=== What to do ===
For each line of the data that includes the word "every", copy the line.

=== Records shown ===
****************

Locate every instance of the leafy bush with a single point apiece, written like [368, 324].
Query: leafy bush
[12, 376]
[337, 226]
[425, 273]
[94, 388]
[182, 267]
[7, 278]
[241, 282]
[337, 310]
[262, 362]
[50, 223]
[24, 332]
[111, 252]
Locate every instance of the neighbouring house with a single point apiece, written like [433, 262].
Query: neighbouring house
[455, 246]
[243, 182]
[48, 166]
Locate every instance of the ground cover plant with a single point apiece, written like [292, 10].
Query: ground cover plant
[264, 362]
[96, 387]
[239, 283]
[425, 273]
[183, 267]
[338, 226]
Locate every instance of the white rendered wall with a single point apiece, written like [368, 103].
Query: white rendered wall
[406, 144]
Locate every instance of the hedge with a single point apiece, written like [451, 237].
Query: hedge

****************

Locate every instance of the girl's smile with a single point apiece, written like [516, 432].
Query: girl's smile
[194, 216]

****************

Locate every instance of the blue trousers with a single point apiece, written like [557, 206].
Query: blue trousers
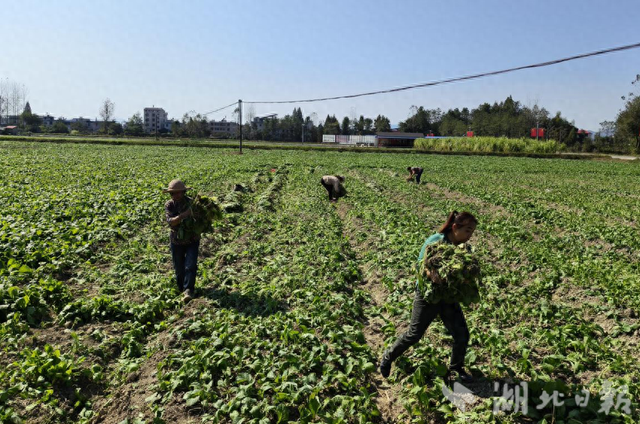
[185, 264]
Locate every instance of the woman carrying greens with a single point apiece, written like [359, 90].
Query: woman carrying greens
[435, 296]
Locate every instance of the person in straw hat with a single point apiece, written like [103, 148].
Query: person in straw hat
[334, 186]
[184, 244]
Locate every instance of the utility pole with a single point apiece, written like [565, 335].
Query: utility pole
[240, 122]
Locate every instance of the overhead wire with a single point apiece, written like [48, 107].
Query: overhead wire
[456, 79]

****************

=== Problem solution ===
Locate every instance of the leafy bush with a single point apiece, written like [368, 324].
Locate every instance of the neighbouring house with a single point apiece, written like [433, 262].
Locate every instance of the ground cover plant with a single point apiece, written like [292, 10].
Locate every instance of the white rendered wall with a single point apiece, written like [368, 103].
Locate every instance of the hedge with a single point apiece, written like [451, 237].
Locate every instance of the girl's smile with a single point apiece, written like [516, 432].
Locate every instance of the blue trousers with a single point apiece, written like [557, 206].
Locate every instance of the woman carrying greens with a single point apiece, written like [359, 90].
Locate every instance of the person in straw hat with a single point apiece, written like [103, 148].
Locate every instance of the utility pole with a single point apiece, written like [565, 335].
Locate every instance of the overhead wire with a single point apiece, written like [48, 107].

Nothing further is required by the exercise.